Goal of the exercise: How many lines in the data below contain the string "hooded"? Reply with the number alone.

(Excerpts from a dataset on pointing at objects)
-- START --

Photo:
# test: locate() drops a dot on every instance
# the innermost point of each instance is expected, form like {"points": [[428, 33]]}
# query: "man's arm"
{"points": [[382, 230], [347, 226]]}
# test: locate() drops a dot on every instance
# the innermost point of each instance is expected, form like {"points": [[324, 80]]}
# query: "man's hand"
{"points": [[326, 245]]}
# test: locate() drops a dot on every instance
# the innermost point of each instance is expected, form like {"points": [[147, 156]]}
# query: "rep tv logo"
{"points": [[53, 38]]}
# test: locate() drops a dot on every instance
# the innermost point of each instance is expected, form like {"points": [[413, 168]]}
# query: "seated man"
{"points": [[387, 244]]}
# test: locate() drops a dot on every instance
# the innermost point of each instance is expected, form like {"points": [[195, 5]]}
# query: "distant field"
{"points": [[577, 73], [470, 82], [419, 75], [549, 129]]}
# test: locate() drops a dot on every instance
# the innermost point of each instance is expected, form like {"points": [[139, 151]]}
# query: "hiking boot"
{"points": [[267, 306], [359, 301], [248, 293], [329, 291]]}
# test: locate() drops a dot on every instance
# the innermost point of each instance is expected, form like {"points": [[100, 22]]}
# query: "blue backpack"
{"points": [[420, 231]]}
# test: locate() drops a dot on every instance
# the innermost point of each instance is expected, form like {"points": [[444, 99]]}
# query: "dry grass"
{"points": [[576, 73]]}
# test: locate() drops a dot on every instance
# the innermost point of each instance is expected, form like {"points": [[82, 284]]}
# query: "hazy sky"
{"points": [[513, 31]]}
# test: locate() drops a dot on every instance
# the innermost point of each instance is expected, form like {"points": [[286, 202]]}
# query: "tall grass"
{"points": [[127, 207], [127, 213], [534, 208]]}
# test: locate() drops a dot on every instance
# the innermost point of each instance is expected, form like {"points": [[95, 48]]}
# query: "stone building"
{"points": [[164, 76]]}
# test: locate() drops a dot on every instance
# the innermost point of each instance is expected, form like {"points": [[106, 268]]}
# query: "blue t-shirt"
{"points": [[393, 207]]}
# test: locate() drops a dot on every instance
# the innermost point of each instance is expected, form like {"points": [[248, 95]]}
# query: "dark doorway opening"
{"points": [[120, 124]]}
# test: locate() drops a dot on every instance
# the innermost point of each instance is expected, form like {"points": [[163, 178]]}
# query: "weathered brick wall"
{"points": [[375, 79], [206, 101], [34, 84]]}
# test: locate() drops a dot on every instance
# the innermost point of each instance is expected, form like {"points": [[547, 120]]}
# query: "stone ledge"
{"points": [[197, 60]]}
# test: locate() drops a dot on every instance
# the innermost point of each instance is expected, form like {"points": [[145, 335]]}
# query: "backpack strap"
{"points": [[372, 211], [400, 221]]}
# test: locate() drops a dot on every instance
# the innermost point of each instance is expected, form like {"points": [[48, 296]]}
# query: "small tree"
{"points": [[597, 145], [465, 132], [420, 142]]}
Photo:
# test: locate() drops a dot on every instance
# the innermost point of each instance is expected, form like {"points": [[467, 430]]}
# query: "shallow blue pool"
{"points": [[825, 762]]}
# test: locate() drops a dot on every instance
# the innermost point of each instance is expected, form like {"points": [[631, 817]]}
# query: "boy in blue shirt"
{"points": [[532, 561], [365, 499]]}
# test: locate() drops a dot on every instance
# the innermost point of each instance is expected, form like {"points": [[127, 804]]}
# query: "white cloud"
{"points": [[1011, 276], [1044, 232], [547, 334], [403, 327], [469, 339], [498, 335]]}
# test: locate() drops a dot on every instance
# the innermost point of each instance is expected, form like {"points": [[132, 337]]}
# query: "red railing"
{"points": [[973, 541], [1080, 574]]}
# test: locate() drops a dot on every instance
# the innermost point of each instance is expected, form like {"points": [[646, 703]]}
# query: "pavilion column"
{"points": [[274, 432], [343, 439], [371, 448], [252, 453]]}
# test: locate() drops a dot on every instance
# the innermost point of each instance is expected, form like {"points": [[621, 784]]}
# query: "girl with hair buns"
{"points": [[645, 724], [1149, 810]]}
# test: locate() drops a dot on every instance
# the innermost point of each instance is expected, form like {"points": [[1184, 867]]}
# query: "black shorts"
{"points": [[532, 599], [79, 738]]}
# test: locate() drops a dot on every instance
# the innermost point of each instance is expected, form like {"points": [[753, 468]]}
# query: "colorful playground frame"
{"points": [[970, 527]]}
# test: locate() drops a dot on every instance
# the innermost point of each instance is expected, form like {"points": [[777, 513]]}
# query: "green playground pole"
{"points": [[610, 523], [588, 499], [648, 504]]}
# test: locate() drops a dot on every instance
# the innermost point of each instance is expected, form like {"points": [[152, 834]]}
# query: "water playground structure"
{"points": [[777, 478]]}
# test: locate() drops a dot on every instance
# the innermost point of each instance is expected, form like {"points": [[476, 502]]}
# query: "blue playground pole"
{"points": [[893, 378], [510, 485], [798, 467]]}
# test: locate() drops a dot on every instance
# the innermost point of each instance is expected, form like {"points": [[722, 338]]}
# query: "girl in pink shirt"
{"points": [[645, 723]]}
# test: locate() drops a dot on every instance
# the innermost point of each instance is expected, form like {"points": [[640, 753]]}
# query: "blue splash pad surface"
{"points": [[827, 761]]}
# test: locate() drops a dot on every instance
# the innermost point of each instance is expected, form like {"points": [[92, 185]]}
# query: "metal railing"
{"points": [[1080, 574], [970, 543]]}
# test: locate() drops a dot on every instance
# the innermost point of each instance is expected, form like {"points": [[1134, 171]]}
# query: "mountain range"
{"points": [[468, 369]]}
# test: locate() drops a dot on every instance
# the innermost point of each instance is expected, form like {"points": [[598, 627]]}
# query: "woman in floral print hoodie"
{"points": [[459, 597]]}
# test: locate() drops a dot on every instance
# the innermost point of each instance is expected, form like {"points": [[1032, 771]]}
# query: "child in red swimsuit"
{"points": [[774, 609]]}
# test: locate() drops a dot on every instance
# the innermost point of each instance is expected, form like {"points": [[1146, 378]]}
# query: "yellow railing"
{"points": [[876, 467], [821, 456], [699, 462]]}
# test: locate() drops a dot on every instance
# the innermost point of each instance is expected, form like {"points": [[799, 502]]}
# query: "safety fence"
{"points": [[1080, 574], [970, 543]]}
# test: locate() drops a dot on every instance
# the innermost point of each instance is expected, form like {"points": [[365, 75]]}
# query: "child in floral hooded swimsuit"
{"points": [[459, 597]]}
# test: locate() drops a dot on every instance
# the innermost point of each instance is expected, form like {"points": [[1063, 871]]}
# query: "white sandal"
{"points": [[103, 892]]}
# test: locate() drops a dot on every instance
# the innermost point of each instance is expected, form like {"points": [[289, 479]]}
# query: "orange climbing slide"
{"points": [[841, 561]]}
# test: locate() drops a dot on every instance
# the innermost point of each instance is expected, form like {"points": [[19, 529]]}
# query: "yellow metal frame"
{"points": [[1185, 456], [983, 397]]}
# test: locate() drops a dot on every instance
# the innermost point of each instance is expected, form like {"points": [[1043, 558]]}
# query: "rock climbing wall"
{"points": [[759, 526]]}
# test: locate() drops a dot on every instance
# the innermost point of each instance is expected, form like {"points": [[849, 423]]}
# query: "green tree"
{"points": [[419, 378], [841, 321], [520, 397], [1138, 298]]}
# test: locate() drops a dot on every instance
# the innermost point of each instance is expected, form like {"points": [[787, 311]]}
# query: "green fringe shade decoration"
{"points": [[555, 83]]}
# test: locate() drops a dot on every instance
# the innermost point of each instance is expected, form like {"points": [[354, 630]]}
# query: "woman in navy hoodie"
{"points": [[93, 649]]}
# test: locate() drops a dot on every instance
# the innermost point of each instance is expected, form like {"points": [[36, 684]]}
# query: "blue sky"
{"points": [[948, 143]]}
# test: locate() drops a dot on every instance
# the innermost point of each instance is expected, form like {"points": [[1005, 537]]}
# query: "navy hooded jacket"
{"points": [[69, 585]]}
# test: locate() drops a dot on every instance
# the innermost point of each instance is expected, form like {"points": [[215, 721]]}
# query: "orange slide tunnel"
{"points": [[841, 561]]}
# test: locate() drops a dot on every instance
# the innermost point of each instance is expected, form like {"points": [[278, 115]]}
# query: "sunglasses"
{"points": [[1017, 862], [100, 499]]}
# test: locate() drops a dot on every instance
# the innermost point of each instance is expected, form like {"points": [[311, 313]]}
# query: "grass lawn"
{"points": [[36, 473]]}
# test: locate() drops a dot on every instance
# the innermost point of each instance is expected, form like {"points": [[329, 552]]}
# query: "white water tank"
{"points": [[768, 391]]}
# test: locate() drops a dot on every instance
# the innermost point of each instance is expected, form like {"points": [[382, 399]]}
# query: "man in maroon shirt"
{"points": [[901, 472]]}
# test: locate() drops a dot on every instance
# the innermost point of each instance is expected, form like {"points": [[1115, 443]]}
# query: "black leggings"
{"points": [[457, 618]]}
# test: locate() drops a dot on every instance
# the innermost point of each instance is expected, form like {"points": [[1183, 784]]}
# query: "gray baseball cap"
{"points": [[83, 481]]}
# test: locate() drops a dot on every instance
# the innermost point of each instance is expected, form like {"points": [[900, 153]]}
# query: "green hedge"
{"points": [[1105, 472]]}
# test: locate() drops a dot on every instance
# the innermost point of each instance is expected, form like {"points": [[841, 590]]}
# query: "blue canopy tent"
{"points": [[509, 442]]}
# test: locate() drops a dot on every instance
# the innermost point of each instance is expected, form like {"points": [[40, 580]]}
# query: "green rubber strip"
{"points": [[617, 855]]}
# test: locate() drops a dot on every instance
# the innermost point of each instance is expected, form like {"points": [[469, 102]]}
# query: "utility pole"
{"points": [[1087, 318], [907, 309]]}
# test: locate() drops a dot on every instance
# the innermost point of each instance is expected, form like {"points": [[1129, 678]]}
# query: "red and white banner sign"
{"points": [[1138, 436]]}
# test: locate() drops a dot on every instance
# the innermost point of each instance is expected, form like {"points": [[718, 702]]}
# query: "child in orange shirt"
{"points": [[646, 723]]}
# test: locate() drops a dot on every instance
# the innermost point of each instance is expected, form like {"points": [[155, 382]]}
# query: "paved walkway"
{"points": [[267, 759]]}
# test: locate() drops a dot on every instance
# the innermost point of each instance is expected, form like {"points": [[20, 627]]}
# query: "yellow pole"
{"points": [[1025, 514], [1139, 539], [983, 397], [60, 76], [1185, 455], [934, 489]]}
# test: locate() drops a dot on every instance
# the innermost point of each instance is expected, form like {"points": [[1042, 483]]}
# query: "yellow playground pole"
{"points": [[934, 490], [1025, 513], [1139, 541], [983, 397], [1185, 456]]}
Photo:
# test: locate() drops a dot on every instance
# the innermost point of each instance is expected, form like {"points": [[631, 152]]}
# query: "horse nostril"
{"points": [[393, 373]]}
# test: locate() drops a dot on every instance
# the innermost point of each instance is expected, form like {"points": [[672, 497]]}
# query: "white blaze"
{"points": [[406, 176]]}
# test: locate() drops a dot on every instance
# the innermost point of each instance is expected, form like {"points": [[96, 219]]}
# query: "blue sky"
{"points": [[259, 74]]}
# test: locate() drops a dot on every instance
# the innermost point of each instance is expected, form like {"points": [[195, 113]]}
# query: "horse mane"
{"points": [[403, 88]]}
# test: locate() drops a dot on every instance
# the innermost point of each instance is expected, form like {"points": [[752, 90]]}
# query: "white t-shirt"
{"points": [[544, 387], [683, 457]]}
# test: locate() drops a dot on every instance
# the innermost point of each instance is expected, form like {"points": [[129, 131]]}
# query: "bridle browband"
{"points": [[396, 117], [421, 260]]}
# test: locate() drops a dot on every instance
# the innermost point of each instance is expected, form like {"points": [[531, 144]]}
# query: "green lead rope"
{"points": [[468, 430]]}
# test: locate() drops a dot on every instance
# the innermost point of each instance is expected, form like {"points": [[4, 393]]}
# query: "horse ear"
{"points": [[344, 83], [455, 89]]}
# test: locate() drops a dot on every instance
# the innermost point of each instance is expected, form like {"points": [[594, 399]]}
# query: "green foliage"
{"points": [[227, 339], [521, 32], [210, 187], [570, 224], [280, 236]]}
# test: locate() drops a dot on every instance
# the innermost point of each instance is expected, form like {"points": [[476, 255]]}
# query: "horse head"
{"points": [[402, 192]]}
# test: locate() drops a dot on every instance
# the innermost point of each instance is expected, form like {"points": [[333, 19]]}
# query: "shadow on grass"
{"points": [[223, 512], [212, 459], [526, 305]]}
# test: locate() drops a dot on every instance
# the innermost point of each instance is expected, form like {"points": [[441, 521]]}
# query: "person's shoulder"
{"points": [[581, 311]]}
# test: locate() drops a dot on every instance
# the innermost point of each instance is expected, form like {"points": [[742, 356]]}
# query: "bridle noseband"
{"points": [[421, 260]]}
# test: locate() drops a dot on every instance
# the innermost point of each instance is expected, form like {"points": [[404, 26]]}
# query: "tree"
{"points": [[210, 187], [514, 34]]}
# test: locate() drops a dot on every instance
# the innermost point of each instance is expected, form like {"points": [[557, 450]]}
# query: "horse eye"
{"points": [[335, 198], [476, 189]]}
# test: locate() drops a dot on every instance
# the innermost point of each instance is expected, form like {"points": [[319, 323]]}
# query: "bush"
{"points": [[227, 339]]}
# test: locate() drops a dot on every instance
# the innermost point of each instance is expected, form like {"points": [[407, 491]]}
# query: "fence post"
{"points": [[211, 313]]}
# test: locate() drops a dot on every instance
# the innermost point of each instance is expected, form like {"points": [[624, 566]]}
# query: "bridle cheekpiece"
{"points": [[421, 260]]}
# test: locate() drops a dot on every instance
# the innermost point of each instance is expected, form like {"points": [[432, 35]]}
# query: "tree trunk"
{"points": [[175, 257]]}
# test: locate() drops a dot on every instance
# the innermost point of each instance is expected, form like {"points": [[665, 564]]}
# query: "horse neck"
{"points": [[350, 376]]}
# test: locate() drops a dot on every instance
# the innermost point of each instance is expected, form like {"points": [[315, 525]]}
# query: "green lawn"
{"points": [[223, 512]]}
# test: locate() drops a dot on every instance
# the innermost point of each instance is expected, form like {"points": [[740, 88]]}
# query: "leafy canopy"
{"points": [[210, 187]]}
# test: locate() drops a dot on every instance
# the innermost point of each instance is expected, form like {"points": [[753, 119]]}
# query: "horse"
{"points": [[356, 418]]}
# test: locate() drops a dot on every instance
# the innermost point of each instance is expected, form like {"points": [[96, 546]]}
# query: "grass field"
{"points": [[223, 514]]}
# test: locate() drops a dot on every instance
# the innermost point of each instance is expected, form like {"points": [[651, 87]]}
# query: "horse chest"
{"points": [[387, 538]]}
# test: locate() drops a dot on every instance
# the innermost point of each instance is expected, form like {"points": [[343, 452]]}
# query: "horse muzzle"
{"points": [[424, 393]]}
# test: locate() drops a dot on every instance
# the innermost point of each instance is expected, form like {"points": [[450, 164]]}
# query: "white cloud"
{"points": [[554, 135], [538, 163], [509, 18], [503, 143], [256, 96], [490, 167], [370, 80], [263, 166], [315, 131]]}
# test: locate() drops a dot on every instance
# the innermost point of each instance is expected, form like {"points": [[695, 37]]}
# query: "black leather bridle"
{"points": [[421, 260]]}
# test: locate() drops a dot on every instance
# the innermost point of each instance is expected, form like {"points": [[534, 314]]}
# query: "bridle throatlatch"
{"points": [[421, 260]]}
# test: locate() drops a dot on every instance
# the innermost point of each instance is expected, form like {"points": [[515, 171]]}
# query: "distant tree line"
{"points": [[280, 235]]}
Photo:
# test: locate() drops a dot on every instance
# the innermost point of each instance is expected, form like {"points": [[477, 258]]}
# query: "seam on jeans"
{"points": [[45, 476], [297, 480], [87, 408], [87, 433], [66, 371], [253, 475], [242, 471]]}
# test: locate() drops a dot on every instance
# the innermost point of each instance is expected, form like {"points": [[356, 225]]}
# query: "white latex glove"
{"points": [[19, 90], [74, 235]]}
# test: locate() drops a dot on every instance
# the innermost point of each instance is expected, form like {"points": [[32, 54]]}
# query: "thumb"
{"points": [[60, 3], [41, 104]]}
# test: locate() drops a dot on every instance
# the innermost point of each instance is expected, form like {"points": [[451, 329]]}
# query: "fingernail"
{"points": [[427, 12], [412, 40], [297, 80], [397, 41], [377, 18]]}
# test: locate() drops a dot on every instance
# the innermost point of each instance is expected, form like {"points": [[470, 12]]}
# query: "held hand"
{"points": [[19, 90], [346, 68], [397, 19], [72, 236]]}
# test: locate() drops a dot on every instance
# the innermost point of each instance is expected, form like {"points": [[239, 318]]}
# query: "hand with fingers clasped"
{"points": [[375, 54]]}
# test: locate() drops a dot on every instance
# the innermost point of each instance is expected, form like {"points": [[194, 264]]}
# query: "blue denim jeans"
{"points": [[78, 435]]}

-- END --

Result for this task: 2